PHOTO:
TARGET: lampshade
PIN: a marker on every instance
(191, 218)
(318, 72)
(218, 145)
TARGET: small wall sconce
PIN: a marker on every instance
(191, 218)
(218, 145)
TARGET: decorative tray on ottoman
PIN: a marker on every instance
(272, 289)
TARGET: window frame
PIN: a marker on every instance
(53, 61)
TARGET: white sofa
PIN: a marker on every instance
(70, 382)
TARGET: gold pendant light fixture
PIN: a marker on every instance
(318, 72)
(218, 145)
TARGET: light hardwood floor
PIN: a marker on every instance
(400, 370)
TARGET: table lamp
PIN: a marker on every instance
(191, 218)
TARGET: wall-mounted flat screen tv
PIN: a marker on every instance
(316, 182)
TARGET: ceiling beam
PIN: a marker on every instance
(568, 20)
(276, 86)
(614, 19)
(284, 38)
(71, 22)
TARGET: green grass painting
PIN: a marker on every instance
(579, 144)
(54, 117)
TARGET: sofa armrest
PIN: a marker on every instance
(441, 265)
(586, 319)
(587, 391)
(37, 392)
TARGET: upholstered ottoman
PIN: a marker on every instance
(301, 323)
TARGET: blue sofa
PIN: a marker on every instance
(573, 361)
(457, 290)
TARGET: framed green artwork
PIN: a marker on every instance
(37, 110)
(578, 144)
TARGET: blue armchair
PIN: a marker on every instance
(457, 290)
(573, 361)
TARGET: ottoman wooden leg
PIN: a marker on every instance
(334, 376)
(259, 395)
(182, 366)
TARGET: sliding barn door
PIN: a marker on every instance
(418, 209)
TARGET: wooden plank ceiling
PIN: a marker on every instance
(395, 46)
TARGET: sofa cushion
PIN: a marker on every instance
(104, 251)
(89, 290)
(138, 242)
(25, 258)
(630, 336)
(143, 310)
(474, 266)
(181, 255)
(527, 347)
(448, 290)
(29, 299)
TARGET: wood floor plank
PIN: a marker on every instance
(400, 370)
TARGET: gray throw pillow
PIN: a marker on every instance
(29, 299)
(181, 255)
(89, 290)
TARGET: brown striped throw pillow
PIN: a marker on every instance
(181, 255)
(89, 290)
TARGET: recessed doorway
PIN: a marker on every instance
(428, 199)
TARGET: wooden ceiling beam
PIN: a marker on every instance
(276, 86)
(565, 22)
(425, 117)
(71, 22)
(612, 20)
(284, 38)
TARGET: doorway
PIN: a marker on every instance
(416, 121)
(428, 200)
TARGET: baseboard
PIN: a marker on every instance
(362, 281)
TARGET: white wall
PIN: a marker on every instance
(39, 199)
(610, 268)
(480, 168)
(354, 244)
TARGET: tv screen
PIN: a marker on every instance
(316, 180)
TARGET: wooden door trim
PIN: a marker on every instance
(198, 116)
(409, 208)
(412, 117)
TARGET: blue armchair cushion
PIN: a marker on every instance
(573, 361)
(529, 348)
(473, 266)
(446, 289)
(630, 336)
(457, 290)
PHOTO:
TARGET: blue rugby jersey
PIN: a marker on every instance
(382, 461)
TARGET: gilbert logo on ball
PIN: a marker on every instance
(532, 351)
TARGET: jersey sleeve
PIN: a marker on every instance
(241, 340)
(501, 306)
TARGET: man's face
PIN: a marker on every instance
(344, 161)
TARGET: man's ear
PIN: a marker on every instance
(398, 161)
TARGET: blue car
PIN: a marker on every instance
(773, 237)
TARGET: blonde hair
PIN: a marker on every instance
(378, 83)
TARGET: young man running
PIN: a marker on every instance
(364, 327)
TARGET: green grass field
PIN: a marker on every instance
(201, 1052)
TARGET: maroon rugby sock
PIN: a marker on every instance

__Written task__. Write out the full set of records exactly as given.

__Expected answer__.
PHOTO:
TARGET: lampshade
PIN: a marker on every instance
(191, 218)
(318, 72)
(218, 145)
TARGET: small wall sconce
PIN: a marker on every instance
(191, 218)
(218, 145)
TARGET: decorative tray on ottoman
PIN: a marker on every instance
(272, 289)
TARGET: window frame
PIN: a marker on every instance
(53, 61)
TARGET: white sofa
PIN: a marker on every instance
(70, 382)
TARGET: gold pendant light fixture
PIN: a marker on every instance
(318, 72)
(218, 145)
TARGET: light hardwood floor
PIN: a marker on every instance
(400, 370)
TARGET: table lamp
PIN: a marker on every instance
(191, 218)
TARGET: wall-mounted flat screen tv
PIN: a marker on every instance
(316, 182)
TARGET: ceiling beam
PIN: a marker on every instance
(568, 20)
(276, 86)
(614, 19)
(284, 38)
(71, 22)
TARGET: green grass painting
PIN: a marker on every instance
(579, 144)
(54, 117)
TARGET: sofa armrest
PIN: a marker on every instance
(441, 265)
(586, 319)
(587, 391)
(37, 392)
TARGET: upholstered ottoman
PIN: a marker on every instance
(301, 323)
TARGET: blue sofa
PIN: a marker on every instance
(573, 361)
(457, 290)
TARGET: framed green artwork
PIN: a marker on every instance
(37, 110)
(578, 144)
TARGET: blue armchair
PIN: a marker on every instance
(457, 290)
(573, 361)
TARGET: ottoman wooden leg
PIN: a marker on every instance
(334, 376)
(259, 395)
(182, 366)
TARGET: sliding barn door
PIN: a marker on every instance
(418, 209)
TARGET: wooden plank ceiling
PIN: a marker on every instance
(395, 46)
TARGET: sofa cushion
PIN: a marker on every instance
(104, 251)
(89, 290)
(138, 242)
(25, 258)
(630, 336)
(143, 310)
(474, 266)
(181, 255)
(527, 347)
(448, 290)
(29, 299)
TARGET: wood floor plank
PIN: a marker on every instance
(400, 370)
TARGET: gray throw pillow
PIN: a marker on every instance
(29, 299)
(181, 255)
(89, 290)
TARGET: brown striped throw pillow
PIN: a marker on every instance
(181, 255)
(89, 290)
TARGET: recessed doorway
PIN: a marker on every instance
(428, 199)
TARGET: wooden ceiling beam
PIN: a marker on every instance
(276, 86)
(565, 22)
(425, 117)
(71, 22)
(612, 20)
(284, 38)
TARGET: doorway
PIN: a marker on every instance
(416, 121)
(428, 200)
TARGET: baseboard
PIN: a marker on every instance
(362, 281)
TARGET: white wall
PIN: a marker on every instance
(39, 199)
(610, 268)
(480, 168)
(354, 244)
TARGET: tv screen
PIN: a marker on every instance
(316, 180)
TARGET: wooden door trim
PIN: a marker on every instance
(198, 116)
(409, 208)
(412, 117)
TARGET: blue armchair cushion
PIN: a marker on every instance
(573, 361)
(529, 348)
(473, 266)
(446, 289)
(630, 336)
(457, 290)
PHOTO:
TARGET: blue rugby jersey
PIN: a marker on every instance
(382, 461)
TARGET: gilbert logo on ball
PIN: a marker on every instance
(532, 351)
TARGET: jersey sleeve
PIN: a marker on every instance
(241, 340)
(501, 306)
TARGET: man's face
PIN: a marker on every instance
(344, 161)
TARGET: man's ear
PIN: a marker on every instance
(398, 161)
TARGET: blue car
PIN: a marker on every instance
(773, 237)
TARGET: blonde hair
PIN: a marker on every instance
(378, 83)
TARGET: young man running
PIN: a marker on every instance
(364, 327)
TARGET: green grass field
PIN: a marker on every instance
(201, 1052)
TARGET: maroon rugby sock
PIN: a marker on every instance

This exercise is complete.